Short task
Rewrite the lines below from the one containing "Q: Point to the person's foot" through the end of the records, requests included, adding 122 to every coordinate in the answers while leaving the numbers in the requests unchanged.

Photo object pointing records
▬▬▬
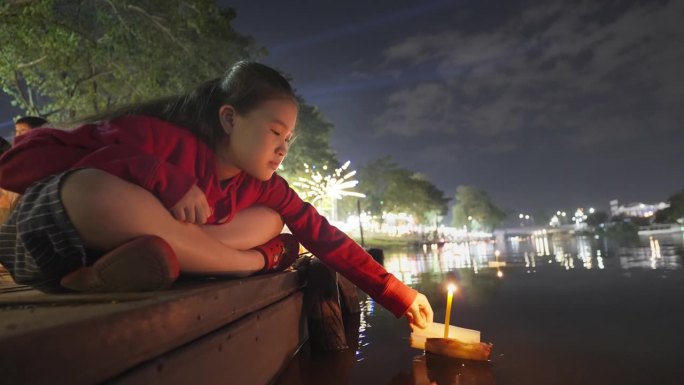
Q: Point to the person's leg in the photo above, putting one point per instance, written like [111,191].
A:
[108,211]
[249,228]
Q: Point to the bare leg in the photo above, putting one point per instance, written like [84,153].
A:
[251,227]
[108,211]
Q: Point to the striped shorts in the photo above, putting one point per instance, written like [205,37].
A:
[38,242]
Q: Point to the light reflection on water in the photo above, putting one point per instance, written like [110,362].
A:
[568,309]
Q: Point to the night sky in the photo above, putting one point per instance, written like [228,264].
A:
[543,104]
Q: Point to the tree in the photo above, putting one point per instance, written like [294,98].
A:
[65,59]
[311,144]
[391,188]
[675,212]
[475,210]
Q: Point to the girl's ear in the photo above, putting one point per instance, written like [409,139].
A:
[227,117]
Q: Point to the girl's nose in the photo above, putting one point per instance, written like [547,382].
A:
[282,149]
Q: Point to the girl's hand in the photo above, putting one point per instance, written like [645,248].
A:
[419,313]
[193,207]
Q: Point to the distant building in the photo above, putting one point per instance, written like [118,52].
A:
[636,209]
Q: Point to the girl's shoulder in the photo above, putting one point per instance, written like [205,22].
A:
[148,125]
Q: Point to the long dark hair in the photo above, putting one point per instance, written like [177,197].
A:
[244,86]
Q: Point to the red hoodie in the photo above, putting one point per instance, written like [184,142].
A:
[167,160]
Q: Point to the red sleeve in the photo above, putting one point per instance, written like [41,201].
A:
[166,181]
[133,148]
[35,156]
[335,248]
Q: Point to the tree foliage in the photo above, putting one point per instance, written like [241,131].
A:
[66,59]
[63,59]
[475,209]
[391,188]
[311,144]
[675,212]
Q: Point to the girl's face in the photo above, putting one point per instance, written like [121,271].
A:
[257,141]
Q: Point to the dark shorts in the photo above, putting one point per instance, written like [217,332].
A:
[38,243]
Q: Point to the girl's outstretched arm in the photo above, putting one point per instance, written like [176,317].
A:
[419,314]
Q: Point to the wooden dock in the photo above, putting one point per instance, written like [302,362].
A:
[198,332]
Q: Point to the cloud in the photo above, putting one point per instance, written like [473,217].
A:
[580,74]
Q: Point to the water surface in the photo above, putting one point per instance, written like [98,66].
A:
[567,310]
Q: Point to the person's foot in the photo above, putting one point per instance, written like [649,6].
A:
[146,263]
[279,253]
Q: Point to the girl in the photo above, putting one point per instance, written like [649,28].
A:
[185,183]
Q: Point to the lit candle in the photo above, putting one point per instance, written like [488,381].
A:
[450,297]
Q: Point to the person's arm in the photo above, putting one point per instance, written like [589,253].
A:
[336,249]
[167,182]
[133,148]
[35,156]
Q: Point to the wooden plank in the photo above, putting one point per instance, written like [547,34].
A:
[85,344]
[252,350]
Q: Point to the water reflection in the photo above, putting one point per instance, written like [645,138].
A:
[429,369]
[568,250]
▬▬▬
The solution
Q: Point to the person's foot in the photo above, putting one point per instance, written like [649,6].
A:
[268,385]
[401,375]
Q: Point to the girl in the photo above, putting one point per instance, written like [649,28].
A:
[307,305]
Q: Point to the lit candle in the photo above, putting one point per instance, written like [488,381].
A:
[572,419]
Q: Point to the person's arm in the photo above, putting one point per instance, written like [589,253].
A:
[458,371]
[289,304]
[255,270]
[157,278]
Q: Point to the wooden plank in the photo above, putting one point per instance, written like [547,34].
A:
[207,466]
[374,472]
Q: Point to the water reflection in the photo above, putting one point per instance, written like [645,138].
A:
[551,491]
[690,372]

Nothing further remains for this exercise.